▶ **EXERCISE OBJECTIVE**
Start to finish, copy the data exactly.

[Stored data]
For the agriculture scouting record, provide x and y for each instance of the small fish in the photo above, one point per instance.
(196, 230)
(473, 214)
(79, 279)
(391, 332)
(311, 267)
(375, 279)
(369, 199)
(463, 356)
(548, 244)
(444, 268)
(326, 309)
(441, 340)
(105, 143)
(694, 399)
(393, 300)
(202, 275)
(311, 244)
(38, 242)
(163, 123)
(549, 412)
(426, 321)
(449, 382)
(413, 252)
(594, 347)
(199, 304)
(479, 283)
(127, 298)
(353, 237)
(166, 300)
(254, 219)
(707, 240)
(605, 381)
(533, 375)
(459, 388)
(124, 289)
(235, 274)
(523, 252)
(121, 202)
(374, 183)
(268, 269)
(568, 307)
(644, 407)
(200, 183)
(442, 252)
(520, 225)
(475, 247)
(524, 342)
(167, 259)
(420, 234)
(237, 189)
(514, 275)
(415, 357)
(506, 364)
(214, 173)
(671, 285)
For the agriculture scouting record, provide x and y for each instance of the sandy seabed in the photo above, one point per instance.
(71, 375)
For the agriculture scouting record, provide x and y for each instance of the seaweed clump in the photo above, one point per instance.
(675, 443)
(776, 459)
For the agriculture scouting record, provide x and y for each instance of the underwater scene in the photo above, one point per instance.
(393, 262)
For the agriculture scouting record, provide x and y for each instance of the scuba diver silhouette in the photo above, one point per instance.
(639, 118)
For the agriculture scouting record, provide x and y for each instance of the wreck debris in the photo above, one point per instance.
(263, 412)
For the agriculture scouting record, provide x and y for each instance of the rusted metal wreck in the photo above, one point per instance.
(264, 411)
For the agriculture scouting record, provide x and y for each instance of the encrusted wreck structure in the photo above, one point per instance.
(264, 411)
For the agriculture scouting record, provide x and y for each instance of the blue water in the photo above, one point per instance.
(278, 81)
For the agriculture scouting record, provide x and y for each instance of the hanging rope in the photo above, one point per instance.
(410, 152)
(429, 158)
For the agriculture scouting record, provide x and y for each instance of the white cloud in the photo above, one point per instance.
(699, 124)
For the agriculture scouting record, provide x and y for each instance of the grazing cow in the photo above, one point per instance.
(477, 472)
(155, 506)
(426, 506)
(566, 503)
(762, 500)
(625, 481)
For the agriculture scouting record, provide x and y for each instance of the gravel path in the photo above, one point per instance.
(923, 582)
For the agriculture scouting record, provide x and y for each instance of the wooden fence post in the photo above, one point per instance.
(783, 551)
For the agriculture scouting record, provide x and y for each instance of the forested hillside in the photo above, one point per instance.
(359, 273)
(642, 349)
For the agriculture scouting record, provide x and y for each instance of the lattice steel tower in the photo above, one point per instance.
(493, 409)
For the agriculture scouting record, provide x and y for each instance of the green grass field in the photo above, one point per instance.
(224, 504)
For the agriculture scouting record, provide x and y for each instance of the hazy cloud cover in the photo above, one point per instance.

▶ **RESPONSE AREA**
For the agriculture scouting record, provide x and y for each instance of the small fish in the photo above, one point per instance.
(196, 230)
(473, 214)
(79, 279)
(391, 332)
(311, 267)
(375, 279)
(369, 199)
(463, 356)
(548, 244)
(444, 268)
(326, 309)
(441, 340)
(105, 143)
(694, 399)
(393, 300)
(202, 275)
(311, 244)
(38, 242)
(163, 123)
(549, 412)
(426, 321)
(449, 382)
(413, 252)
(594, 347)
(199, 304)
(479, 283)
(127, 298)
(353, 237)
(166, 300)
(254, 219)
(707, 240)
(605, 381)
(533, 375)
(459, 388)
(124, 289)
(235, 274)
(523, 252)
(121, 202)
(374, 183)
(268, 269)
(568, 307)
(644, 407)
(200, 183)
(442, 252)
(520, 225)
(475, 247)
(524, 342)
(167, 259)
(420, 234)
(237, 189)
(514, 275)
(415, 357)
(506, 364)
(214, 173)
(671, 285)
For the agriculture scouting record, provide x and y for each instance of the sandy seabed in the photo above, one point per instance.
(71, 375)
For the agriculture scouting record, provide x and y for each instance of the seaweed clump in the photo above, one point per instance.
(675, 443)
(776, 459)
For the agriculture scouting record, provide x and y for each instance of the underwater scene in the photo above, one point per instance.
(393, 262)
For the agriculture scouting record, provide x and y for each instance of the scuba diver silhouette in the photo above, one point per instance.
(639, 118)
For the agriculture scouting record, provide x and y for each instance of the wreck debris in the photo above, one point per instance.
(263, 412)
For the agriculture scouting record, provide x and y for each instance of the rusted metal wreck in the photo above, one point per instance.
(264, 411)
For the agriculture scouting record, provide x and y for each instance of the encrusted wreck structure in the photo above, one point per instance.
(264, 411)
For the agriculture scouting record, provide x and y for each instance of the blue water in the photo above, one point per instance.
(278, 81)
For the agriculture scouting record, provide x and y for each instance of the hanging rope in the photo above, one point per instance.
(410, 152)
(429, 158)
For the agriculture scouting record, provide x and y for each instance of the white cloud in the photo above, one point per instance.
(699, 124)
For the agriculture scouting record, provide x and y for each instance of the grazing cow in the photo above, one point per instance.
(477, 472)
(155, 506)
(426, 506)
(566, 503)
(762, 500)
(625, 481)
For the agriculture scouting record, provide x and y for each instance of the gravel path in the photo above, one point per instance.
(923, 582)
For the agriculture scouting record, provide x and y for each instance of the wooden fence post in the photo above, one point per instance.
(783, 551)
For the agriculture scouting record, provide x and y for each instance of the forested hillside in the photo above, one point per instance.
(359, 273)
(642, 349)
For the agriculture scouting record, provide x and y for each instance of the lattice steel tower in the photo above, one point per instance.
(493, 409)
For the agriculture scouting record, provide x and y for each instance of the green grass field in the photo above, one point per instance.
(224, 504)
For the agriculture scouting record, provide x and y for each instance of the hazy cloud cover in the photo above, one point per instance.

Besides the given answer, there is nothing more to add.